Given request: Reproduce every line of the items below word for word, leaving the pictures out of your answer.

Mask labeling examples

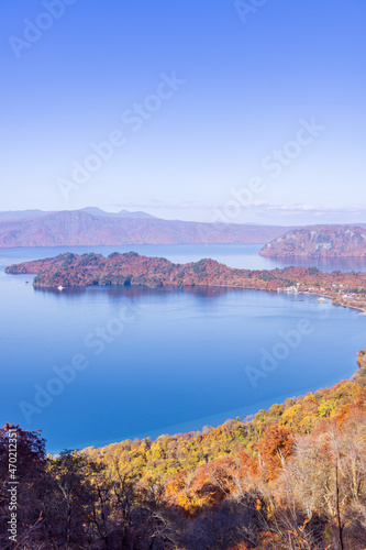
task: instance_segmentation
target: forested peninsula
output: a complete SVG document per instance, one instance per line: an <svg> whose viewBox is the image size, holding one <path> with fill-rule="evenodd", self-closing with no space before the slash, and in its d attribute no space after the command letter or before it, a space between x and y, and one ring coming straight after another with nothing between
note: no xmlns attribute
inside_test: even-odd
<svg viewBox="0 0 366 550"><path fill-rule="evenodd" d="M320 272L317 267L237 270L210 258L175 264L164 257L135 252L59 254L55 257L14 264L8 274L34 274L35 288L87 286L195 287L226 286L271 292L309 293L333 304L366 311L366 273Z"/></svg>

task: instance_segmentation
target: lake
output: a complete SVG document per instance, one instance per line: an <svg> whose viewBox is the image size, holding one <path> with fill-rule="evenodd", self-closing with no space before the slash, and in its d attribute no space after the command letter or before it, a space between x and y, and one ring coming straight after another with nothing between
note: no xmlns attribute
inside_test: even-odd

Result of this exercise:
task: instance_segmentation
target: forested peninsula
output: a complete SVG document per instance, one instance per line: an <svg> whose viewBox is the image size, holding one <path> with fill-rule="evenodd", self-closing with no space before the slash, and in its d attribute no space after the command letter or before it, a space between x and y, and one ring coming straight after another with nothing between
note: no xmlns attribute
inside_test: even-odd
<svg viewBox="0 0 366 550"><path fill-rule="evenodd" d="M320 272L317 267L237 270L210 258L175 264L164 257L135 252L59 254L55 257L14 264L8 274L34 274L35 288L87 286L195 287L226 286L271 292L309 293L333 304L366 311L366 273Z"/></svg>

task: instance_segmentation
target: lake
output: a complete SVG document per instance, one instance per line: an <svg> whose viewBox is the image size, holding one <path> with fill-rule="evenodd", self-closing with no space before the slash, and in its d attribute no space after the command letter or before it, a space between x and y, and one ring coming straight after another with nothing between
note: no xmlns attribute
inside_test: even-odd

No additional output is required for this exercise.